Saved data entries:
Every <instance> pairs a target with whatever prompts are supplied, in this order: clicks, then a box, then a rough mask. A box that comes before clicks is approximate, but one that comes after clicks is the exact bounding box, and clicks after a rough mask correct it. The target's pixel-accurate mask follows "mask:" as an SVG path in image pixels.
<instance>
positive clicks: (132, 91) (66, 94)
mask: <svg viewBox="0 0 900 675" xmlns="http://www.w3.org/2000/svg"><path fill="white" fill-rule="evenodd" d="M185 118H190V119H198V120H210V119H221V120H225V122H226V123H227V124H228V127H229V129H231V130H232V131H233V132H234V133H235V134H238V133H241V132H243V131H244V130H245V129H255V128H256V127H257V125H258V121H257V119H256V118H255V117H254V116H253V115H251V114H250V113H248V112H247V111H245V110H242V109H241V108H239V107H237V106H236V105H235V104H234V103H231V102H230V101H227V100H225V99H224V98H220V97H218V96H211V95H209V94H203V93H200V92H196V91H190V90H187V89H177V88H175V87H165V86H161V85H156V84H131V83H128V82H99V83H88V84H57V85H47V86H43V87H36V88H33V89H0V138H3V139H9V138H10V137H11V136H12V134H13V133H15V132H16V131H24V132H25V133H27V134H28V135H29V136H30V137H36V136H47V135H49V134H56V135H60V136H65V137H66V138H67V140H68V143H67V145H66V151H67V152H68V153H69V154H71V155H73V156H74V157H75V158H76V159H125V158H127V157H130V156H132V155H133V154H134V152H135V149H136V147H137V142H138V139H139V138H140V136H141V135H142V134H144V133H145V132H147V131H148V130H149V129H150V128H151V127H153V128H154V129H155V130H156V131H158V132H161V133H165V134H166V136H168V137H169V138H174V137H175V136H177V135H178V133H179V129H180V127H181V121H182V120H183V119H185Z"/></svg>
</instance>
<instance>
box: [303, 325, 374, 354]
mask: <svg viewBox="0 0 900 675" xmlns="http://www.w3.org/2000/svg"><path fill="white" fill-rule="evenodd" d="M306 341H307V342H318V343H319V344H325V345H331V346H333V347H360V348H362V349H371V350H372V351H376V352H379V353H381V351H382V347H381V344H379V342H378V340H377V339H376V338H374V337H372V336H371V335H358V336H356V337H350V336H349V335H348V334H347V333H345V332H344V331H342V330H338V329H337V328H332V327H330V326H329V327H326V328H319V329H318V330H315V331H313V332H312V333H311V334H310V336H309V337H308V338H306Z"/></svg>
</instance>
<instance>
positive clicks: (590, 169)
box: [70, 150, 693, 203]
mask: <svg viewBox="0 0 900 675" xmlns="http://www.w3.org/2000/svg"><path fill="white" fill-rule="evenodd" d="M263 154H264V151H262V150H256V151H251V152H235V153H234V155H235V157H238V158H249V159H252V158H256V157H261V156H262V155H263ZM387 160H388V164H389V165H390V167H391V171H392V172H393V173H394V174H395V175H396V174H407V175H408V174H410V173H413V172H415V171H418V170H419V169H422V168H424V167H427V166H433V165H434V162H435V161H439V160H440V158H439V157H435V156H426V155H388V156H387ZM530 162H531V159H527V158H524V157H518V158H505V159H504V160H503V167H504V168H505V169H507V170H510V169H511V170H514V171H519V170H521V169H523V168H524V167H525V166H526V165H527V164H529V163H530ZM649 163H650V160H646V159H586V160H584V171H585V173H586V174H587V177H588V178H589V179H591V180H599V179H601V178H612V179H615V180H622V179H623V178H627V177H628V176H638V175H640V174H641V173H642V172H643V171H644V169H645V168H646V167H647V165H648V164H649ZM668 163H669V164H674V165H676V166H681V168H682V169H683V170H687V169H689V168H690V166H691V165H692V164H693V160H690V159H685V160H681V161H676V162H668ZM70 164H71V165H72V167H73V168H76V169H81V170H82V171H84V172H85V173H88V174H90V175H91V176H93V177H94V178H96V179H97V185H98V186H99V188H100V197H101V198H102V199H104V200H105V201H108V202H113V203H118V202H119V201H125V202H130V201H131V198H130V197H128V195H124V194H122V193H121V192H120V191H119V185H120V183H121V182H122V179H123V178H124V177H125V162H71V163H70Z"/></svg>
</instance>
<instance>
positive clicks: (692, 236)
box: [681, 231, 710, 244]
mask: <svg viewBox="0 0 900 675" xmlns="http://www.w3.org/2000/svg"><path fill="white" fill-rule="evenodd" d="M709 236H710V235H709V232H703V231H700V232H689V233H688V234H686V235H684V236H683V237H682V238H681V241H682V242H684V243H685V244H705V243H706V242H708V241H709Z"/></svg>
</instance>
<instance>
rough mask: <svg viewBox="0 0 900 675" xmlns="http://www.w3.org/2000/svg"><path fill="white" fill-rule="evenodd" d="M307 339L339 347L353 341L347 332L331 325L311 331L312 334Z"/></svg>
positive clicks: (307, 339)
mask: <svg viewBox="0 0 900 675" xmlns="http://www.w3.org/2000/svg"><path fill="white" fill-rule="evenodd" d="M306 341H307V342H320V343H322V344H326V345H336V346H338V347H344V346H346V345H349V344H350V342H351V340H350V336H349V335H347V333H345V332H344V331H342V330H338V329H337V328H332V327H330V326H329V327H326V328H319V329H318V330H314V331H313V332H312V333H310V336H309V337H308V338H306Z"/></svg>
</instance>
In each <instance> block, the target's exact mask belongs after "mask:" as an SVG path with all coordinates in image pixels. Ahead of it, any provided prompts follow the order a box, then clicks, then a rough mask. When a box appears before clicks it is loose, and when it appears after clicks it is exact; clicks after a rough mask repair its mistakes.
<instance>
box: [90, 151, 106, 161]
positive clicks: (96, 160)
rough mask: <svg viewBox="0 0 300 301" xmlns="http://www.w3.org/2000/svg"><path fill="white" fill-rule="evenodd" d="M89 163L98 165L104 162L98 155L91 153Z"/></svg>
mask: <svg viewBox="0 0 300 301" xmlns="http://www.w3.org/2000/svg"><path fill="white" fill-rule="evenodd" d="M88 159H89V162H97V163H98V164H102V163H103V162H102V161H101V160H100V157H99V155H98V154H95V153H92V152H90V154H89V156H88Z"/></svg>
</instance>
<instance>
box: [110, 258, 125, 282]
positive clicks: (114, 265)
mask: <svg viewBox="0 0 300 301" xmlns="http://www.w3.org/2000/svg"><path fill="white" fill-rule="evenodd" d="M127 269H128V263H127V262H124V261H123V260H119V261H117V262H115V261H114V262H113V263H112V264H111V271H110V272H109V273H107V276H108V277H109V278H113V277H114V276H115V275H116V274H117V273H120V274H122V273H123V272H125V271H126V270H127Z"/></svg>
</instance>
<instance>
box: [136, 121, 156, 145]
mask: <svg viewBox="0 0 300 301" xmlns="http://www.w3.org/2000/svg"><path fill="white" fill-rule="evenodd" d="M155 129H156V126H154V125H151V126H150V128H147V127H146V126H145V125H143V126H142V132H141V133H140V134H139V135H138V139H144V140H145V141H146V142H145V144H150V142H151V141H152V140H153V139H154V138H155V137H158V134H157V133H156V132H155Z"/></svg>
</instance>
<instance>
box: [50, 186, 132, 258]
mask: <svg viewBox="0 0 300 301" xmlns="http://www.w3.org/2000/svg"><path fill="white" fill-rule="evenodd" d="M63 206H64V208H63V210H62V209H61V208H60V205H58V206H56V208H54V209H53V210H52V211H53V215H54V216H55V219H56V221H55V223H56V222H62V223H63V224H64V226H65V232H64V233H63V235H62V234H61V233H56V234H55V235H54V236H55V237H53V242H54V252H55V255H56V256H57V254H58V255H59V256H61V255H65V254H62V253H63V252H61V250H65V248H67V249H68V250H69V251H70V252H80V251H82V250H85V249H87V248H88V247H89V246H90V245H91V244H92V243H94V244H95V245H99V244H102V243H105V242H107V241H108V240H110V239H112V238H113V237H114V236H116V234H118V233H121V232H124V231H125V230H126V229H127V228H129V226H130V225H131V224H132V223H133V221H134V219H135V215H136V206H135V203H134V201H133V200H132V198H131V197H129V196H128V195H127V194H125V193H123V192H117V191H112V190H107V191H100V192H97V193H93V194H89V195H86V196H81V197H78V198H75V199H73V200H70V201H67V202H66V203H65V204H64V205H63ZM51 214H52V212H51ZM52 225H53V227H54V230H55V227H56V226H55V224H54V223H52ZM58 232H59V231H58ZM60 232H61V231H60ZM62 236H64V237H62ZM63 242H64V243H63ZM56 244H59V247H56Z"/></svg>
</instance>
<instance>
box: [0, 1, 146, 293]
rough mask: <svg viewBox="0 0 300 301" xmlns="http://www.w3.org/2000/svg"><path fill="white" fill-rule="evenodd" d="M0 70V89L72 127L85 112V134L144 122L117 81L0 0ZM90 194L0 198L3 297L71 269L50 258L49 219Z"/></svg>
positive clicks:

#### Exercise objective:
Looking back over the data above, restate word for word the lines that begin at the line with "163L98 165L104 162L98" and end at the line with "box: [110, 258, 125, 282]", inclusive.

#### Solution to this problem:
rough mask: <svg viewBox="0 0 300 301" xmlns="http://www.w3.org/2000/svg"><path fill="white" fill-rule="evenodd" d="M89 163L98 165L104 162L98 155L91 153Z"/></svg>
mask: <svg viewBox="0 0 300 301" xmlns="http://www.w3.org/2000/svg"><path fill="white" fill-rule="evenodd" d="M88 159H89V162H97V163H98V164H102V163H103V162H102V161H101V160H100V157H99V155H98V154H95V153H92V152H90V154H89V156H88Z"/></svg>
</instance>
<instance>
box: [110, 258, 125, 282]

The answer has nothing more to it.